* [Given exercise]: Change "replying in the same form as this sample" to "answering in the same format as this sample" throughout the records below, leaving every other part of each line unchanged.

(Location identification items)
-- BEGIN --

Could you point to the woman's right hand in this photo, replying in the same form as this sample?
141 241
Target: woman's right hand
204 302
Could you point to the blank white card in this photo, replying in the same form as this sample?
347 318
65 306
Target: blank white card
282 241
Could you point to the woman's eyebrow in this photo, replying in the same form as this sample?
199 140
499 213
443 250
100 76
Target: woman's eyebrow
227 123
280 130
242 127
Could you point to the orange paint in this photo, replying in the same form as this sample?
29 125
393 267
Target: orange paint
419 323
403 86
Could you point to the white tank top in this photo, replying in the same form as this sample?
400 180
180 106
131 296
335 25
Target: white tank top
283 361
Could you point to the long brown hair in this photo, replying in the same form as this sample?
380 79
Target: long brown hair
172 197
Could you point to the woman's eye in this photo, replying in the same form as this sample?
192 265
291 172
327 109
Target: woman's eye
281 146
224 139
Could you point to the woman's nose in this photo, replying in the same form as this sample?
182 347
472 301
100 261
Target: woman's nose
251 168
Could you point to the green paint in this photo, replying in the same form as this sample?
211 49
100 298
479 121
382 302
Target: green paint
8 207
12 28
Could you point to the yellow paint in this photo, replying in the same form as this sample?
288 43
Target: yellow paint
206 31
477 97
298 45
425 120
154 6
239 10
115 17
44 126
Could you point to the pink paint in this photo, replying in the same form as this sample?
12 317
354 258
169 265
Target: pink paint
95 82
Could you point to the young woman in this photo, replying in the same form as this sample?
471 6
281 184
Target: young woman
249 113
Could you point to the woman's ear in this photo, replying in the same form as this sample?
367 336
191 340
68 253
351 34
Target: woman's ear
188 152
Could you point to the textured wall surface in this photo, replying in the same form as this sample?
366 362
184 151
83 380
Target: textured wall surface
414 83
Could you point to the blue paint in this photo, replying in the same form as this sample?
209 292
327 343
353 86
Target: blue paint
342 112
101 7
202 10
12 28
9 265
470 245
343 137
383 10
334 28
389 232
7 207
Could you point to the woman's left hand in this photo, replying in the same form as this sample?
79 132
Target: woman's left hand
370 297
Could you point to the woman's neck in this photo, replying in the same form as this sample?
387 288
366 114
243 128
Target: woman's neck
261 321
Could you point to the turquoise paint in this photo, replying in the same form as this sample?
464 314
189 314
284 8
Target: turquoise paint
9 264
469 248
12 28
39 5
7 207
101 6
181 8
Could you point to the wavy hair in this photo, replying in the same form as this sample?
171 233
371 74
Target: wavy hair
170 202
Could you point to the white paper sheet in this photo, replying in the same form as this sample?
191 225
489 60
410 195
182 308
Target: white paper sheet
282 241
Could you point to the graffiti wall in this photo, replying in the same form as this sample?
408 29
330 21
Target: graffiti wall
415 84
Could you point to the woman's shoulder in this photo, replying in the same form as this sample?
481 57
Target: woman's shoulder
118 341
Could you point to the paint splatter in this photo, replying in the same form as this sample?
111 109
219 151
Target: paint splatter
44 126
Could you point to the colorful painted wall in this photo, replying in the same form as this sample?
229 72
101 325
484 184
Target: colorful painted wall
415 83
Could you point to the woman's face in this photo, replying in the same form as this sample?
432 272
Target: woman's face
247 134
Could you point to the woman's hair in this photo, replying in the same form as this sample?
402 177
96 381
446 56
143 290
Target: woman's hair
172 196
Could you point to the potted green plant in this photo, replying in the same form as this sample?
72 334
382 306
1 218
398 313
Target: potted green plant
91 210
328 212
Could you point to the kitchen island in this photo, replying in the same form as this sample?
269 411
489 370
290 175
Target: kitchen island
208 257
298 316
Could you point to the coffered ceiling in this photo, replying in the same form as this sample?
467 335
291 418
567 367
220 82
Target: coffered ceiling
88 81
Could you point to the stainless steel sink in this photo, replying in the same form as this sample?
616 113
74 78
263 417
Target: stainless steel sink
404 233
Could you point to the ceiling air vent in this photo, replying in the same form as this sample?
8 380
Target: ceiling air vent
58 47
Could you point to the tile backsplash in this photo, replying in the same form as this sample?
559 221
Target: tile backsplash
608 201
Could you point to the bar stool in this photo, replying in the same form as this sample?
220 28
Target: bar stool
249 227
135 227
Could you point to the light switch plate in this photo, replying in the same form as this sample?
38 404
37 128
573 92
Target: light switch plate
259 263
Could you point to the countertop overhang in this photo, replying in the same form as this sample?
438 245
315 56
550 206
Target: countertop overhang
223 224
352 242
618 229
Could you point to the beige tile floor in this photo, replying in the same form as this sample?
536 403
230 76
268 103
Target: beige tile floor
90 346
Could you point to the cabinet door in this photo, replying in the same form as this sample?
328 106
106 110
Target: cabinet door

-- END --

* [Exercise solution]:
Could you point to the woman's right hand in this photo, answering in the same format as this sample?
141 241
Target: woman's right hand
204 302
Could you point to the blank white card in this photo, answering in the same format as this sample?
347 318
65 306
Target: blank white card
282 241
Could you point to the woman's eyebrow in this photo, answering in the same format as this sample?
199 140
499 213
443 250
100 76
Target: woman's eyebrow
227 123
280 130
242 127
Could you point to the orange paint in this photo, answering in the same format as this sample?
29 125
393 267
Target: orange paint
419 323
403 86
Could you point to the white tank top in this photo, answering in the same format as this sample?
400 180
180 106
131 296
335 25
Target: white tank top
283 361
Could you point to the long brown hair in this photo, answering in the same format as this sample?
380 79
Target: long brown hair
172 197
Could you point to the woman's eye in this photo, answering in the same format as this sample?
192 265
291 172
327 109
Target: woman's eye
281 146
224 139
Could you point to the woman's nose in this photo, answering in the same format as this sample?
182 347
472 301
100 261
Target: woman's nose
251 168
Could you point to the green paint in this photo, answering in the same format as this sample?
211 49
100 298
479 121
382 302
Target: green paint
8 207
12 28
Could you point to the yellow paint in this photo, answering in the same format as this sample?
288 43
Target: yellow paint
206 31
477 97
298 45
425 120
154 6
239 10
115 17
44 126
Could you point to the pink paint in this photo, answering in the same format as this sample?
12 317
354 258
169 265
Target: pink paint
95 82
Could you point to the young woman in this photo, answering in the same format as this sample?
471 6
281 184
Target: young woman
249 113
Could you point to the woman's ear in this photo, answering in the same format as this sample?
367 336
191 340
68 253
351 34
Target: woman's ear
188 152
Could you point to the textured wall surface in this photo, answering in the same format as this sample?
366 362
184 151
83 380
Target: textured wall surface
414 83
Could you point to the blue paint in this photo, answering in the same format as this sample?
209 292
327 343
353 86
Target: blue paint
342 112
101 7
202 10
12 28
9 265
470 245
343 137
383 10
334 28
389 232
7 207
Could you point to the woman's left hand in this photo, answering in the same format as this sample?
79 132
Target: woman's left hand
370 297
Could you point to the woman's neck in this photo, answering in the same format as this sample?
387 288
366 114
243 128
Target: woman's neck
261 321
Could you point to the turquoise paint in this photo, answering in the same format as this sample?
464 314
189 314
284 8
Target: turquoise paint
9 264
469 248
12 28
39 5
7 207
101 6
181 8
Could you point to the wavy hair in this photo, answering in the same format as this sample?
171 233
371 74
Target: wavy hair
170 202
Could you point to the white paper sheet in this photo, answering in the same format as this sample?
191 225
489 60
410 195
182 308
Target: white paper sheet
282 241
Could you point to the graffiti wall in this photo, answering in the same format as this sample?
408 29
330 21
Target: graffiti wall
415 84
Could you point to the woman's shoulder in this photo, answering in the same format as this sample?
481 57
Target: woman's shoulder
118 341
Could you point to the paint splatter in this photo, answering in the same format as this sample?
111 109
219 151
Target: paint splatter
44 126
Could you point to the colorful painted wall in this photo, answering in the same format as this sample?
229 72
101 325
484 184
Target: colorful painted wall
415 83
Could you point to the woman's face in this photo, answering in the same format as this sample?
432 272
Target: woman's face
247 134
Could you point to the woman's hair in this photo, answering in the same format as this sample?
402 177
96 381
446 56
143 290
Target: woman's hair
172 196
Could you point to the potted green plant in this photo, answering in the same format as this sample?
72 334
382 306
1 218
398 313
Target: potted green plant
91 210
328 212
Could you point to the kitchen island in this photo, answering in the same format as this sample?
269 411
489 370
290 175
Target: kitchen island
208 257
298 316
Could you point to the coffered ceiling in this photo, answering in the same format as this sample?
467 335
291 418
567 367
220 82
Target: coffered ceiling
88 81
Could you point to the stainless steel sink in this photo, answering in the same format as this sample?
616 113
74 78
263 417
Target: stainless steel sink
404 233
Could you point to the ceiling air vent in this photo, answering in the same format as this sample?
8 380
Target: ceiling air vent
58 47
Could you point to the tile backsplash in this photo, answering in the same format as this sample?
559 221
Target: tile backsplash
608 201
Could you point to the bar stool in this photo, answering in the same format as this sample?
220 28
Target: bar stool
249 227
135 227
Could you point to the light switch plate in this photo, answering in the same format as this sample?
38 404
37 128
573 92
Target: light switch plate
259 263
Could you point to the countertop overhang in this photo, answering in the same format as this sample?
438 245
315 56
550 206
Target: countertop overhang
223 224
352 242
618 229
Could you point to the beige tile floor in this photo, answering in the same format as this sample?
536 403
230 76
268 103
Target: beige tile floor
90 346
Could you point to the cabinet door in this photo, answering in the same format as this sample?
328 106
106 110
Target: cabinet door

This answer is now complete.